SET PROBLEM »
In this exercise, copy exactly the lines from the one that contains "Pick out every instance of the light bulb" through the end of the entries below; pictures are not copied.

Dataset records about object locations »
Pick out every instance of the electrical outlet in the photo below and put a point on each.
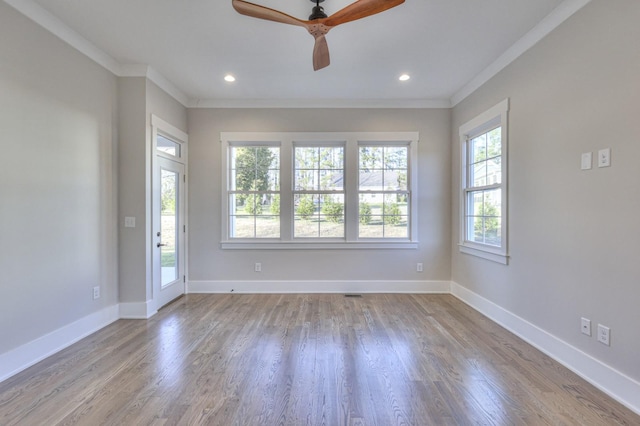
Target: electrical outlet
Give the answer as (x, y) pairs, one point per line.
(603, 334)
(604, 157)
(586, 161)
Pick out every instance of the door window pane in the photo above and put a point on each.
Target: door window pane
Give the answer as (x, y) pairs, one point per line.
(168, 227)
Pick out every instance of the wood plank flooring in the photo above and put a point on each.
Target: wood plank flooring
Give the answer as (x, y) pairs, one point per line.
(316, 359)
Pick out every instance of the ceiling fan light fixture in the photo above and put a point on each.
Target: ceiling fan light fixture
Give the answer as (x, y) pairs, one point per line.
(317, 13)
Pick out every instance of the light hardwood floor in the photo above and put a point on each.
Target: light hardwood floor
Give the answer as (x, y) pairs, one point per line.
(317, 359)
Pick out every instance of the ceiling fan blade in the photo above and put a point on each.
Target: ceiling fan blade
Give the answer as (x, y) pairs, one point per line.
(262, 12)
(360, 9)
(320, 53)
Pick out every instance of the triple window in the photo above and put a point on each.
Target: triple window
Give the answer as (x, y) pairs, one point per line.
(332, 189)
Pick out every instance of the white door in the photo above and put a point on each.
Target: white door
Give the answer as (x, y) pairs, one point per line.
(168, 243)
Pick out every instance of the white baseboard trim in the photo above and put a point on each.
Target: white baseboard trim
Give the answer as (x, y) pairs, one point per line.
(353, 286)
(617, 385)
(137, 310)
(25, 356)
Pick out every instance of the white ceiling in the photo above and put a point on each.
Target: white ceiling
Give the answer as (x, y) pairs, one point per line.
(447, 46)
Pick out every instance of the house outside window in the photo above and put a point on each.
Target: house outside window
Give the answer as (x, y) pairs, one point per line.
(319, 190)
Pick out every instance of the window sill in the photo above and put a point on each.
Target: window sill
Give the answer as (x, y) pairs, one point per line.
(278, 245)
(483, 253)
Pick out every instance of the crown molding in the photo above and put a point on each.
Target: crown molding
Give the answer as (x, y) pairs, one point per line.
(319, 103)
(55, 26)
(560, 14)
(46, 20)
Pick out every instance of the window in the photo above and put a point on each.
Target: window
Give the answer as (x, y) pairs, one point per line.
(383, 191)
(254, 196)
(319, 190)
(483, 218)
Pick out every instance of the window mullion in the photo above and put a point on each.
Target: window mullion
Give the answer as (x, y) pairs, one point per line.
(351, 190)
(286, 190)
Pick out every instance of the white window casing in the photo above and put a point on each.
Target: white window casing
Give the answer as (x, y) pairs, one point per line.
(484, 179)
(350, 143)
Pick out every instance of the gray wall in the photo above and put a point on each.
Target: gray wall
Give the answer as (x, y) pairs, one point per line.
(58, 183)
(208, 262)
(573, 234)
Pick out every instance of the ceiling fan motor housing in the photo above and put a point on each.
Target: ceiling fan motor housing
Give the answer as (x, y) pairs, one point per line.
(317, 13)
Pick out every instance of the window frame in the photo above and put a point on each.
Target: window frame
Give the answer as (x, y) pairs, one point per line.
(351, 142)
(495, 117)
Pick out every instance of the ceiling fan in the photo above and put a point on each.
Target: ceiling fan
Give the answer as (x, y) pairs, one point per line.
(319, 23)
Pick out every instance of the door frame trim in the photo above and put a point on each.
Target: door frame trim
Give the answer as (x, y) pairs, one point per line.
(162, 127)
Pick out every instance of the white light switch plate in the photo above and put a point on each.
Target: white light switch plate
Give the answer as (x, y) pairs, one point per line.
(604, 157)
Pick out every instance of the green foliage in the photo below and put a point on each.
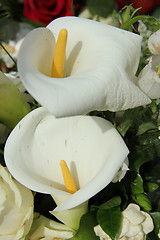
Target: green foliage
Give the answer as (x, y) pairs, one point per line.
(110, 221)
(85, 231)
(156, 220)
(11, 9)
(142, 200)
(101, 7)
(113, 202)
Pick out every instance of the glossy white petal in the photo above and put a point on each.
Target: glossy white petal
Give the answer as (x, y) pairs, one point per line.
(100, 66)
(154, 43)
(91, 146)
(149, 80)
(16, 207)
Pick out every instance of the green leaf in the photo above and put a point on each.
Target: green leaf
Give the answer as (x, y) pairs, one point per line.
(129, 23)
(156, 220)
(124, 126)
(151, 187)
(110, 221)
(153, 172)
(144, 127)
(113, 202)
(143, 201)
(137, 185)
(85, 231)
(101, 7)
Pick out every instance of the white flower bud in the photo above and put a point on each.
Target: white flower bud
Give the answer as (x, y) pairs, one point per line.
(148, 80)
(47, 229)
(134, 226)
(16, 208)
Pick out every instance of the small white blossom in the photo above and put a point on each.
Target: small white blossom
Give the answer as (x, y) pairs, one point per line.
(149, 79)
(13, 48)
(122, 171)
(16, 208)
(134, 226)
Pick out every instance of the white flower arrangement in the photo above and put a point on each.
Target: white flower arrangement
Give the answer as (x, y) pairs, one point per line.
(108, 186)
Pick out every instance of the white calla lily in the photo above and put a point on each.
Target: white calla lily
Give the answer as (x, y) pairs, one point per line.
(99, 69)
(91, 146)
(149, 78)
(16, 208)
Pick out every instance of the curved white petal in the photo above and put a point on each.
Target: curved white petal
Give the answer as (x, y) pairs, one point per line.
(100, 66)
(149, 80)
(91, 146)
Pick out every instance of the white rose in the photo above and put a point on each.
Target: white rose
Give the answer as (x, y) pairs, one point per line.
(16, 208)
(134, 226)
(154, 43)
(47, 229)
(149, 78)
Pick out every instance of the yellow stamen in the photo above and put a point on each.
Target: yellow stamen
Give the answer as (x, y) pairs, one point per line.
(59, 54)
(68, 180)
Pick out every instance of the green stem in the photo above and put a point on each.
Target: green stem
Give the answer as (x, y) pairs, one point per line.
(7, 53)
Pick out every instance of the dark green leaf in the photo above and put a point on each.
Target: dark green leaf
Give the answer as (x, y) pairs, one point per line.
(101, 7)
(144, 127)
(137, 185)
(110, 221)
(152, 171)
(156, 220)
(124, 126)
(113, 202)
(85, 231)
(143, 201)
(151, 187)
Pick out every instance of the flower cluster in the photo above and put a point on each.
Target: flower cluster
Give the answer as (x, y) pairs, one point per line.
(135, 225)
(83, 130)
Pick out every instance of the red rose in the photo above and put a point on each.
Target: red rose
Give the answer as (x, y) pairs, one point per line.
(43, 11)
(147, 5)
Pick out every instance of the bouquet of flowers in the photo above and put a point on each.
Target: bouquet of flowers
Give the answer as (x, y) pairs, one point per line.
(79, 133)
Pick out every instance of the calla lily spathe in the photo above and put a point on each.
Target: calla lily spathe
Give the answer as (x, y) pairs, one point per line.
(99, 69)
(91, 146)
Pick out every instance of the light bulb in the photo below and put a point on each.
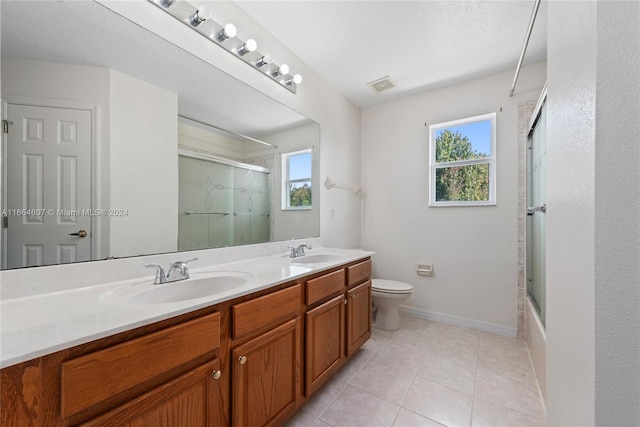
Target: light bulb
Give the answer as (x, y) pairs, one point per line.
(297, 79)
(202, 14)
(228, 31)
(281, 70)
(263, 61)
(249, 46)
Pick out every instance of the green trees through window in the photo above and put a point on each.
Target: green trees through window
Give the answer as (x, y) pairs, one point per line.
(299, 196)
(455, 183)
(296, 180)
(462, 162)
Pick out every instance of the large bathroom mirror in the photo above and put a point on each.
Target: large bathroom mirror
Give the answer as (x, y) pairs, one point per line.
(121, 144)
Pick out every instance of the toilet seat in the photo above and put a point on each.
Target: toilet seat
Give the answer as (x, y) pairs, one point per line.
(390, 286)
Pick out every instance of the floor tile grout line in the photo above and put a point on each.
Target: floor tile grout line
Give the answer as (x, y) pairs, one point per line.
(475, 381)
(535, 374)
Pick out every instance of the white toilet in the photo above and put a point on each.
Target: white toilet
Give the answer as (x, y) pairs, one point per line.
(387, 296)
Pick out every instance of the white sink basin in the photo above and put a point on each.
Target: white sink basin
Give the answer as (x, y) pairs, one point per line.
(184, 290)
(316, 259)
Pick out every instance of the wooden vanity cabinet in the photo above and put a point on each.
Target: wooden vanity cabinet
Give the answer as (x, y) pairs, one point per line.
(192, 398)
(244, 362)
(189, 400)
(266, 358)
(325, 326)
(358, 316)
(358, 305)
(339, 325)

FINAL ANSWER »
Pick out every instance of the light bulb in the photo below and put a point on each.
Target: light bulb
Give the answer as (x, y) pairs, one point per line.
(297, 79)
(202, 14)
(228, 31)
(281, 70)
(263, 61)
(249, 46)
Pick out every instance of the green trees through window in the photo above and put a point on each.
Target: green trees through window
Give the answer as (x, y) pairs, one point per line.
(299, 196)
(455, 183)
(296, 180)
(462, 162)
Pick out every instance of the large bathroom mirror in the photo above and put a point on each.
Target: large bathroom mirror
Give the answer as (x, y) pairs, one point per line.
(121, 144)
Pick out every instance of the toilet seat in the photo above and put a point on each.
Target: toilet seat
Give the answer as (x, y) pairs, one point per line.
(390, 286)
Pick out every instance of the floor tile grout line in the photo above and put a point on each.
Target: floor tile grout line
Give the answer as (x, y) pairs, one point per line.
(475, 381)
(535, 374)
Pick out every instance of the white toilet in the photo above and put a point on each.
Target: white toilet
Give the answer as (x, y) pairs, one point per line.
(387, 296)
Pick out every instance of the white sink basin in the photo above and put a point on each.
Target: white sink basin
Give the answer as (x, y) pairs, one point per line.
(184, 290)
(316, 259)
Pick out every instance of the wooden vanity cabinet in the photo above and put a point on each.
Target: wooden vanity cabinet
Give the answer as (x, y) pairs, one point per line.
(192, 398)
(244, 362)
(189, 400)
(266, 358)
(325, 326)
(358, 316)
(358, 305)
(339, 325)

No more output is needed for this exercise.